__Your instructions__.
Output the data as it stands. Each line must match exactly.
=== The data ===
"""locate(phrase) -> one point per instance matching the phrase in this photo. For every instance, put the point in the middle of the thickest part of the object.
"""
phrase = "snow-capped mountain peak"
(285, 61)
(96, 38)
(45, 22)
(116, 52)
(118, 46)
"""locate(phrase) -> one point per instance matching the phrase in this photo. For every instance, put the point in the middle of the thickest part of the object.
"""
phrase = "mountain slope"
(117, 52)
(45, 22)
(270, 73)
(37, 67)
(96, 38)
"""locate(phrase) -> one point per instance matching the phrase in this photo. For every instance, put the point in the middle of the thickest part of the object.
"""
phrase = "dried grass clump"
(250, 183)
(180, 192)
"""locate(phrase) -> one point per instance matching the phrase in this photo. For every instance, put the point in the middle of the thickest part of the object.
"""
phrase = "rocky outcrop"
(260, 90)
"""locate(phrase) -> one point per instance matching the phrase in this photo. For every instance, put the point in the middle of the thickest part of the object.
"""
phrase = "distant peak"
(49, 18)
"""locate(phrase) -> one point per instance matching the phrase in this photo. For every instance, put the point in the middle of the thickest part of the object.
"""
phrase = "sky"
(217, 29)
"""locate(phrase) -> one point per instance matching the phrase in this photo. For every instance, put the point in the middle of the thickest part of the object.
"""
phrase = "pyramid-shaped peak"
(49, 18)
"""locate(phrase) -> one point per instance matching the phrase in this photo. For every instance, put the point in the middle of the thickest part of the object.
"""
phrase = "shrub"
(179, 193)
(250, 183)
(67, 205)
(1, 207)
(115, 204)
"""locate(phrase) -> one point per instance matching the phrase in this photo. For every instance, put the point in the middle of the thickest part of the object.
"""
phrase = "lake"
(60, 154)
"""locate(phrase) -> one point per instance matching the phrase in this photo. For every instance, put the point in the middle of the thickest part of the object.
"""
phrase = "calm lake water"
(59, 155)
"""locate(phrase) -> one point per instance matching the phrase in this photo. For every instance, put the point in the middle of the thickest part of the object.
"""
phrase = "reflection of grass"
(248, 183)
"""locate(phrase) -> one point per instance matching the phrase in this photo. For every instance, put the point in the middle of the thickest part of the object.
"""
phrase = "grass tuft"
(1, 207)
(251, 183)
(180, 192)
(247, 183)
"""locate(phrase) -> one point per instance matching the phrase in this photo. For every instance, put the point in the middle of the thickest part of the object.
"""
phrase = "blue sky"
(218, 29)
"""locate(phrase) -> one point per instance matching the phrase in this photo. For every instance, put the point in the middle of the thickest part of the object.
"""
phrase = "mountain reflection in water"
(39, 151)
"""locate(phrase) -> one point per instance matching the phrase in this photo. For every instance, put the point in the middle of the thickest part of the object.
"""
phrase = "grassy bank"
===
__Worked solution__.
"""locate(phrase) -> one point per instance matching the phrase in this photo. For every instance, put the point in the middle of the thickest part of the object.
"""
phrase = "snow-capped mountain peak"
(285, 61)
(96, 38)
(45, 22)
(116, 52)
(118, 46)
"""locate(phrase) -> one point per instance matching the phrase in this photo. For every instance, put the point in the middle of the thickest part of the object.
"""
phrase = "mountain slope"
(117, 52)
(45, 22)
(270, 73)
(37, 67)
(96, 38)
"""locate(phrase) -> one point per instance matching the phrase in this photo. For every instance, put the point in the middle of the thickest part of the object.
"""
phrase = "dried grass clump"
(250, 183)
(180, 192)
"""locate(phrase) -> one point per instance matching the phrase in this photo. For every instance, put the point in the middle of the thickest part of the object.
"""
phrase = "rocky outcrop"
(260, 90)
"""locate(phrase) -> one point per instance matching the phrase in this photo. For every instance, put the point in the middle of the thickest part of the object.
"""
phrase = "distant peak"
(49, 18)
"""locate(phrase) -> one point per instance matching the phrase in this photo. For every instance, put the point in the middle of the thickest part of the object.
"""
phrase = "sky"
(217, 29)
"""locate(phrase) -> one point per instance matching the phrase in this photo. For every instance, put the point in the middle of the thickest part of the object.
"""
phrase = "pyramid-shaped peak"
(49, 18)
"""locate(phrase) -> one point per instance matching the phrase in this photo. For every instance, put the point in the middle of the thickest part of the object.
"""
phrase = "shrub"
(179, 193)
(250, 183)
(67, 205)
(1, 207)
(115, 204)
"""locate(phrase) -> one point per instance matching the phrase in this photo. For every instance, put the point in the middle of the thickest part of the object.
"""
phrase = "lake"
(60, 154)
"""locate(phrase) -> one point per instance matching the phrase in this photo. For every instance, put the point in the middle of the thickest part of the object.
"""
phrase = "calm lake water"
(59, 155)
"""locate(phrase) -> one point per instance matching the phrase in this photo. For every instance, put the point in the middle of the thickest part of the object.
"""
phrase = "reflection of grass"
(248, 183)
"""locate(phrase) -> one point per instance matching the phrase in this photo. For every instance, put the point in the middle of the thickest part of the object.
"""
phrase = "grass tuft"
(1, 207)
(251, 183)
(180, 192)
(247, 183)
"""locate(phrase) -> one point per instance matching the phrase in this photo. For every instance, put the point in the middle of the thickest part of the object.
"""
phrase = "blue sky"
(218, 29)
"""locate(phrase) -> one point per instance matching the phrase in this photo. For every instance, put the point in the middle of the thickest part of the object.
"""
phrase = "mountain reflection in water"
(39, 151)
"""locate(phrase) -> one point per instance matching the phrase in this photo. For every instance, put the point in the middle of the thickest part of the object.
"""
phrase = "grassy bank"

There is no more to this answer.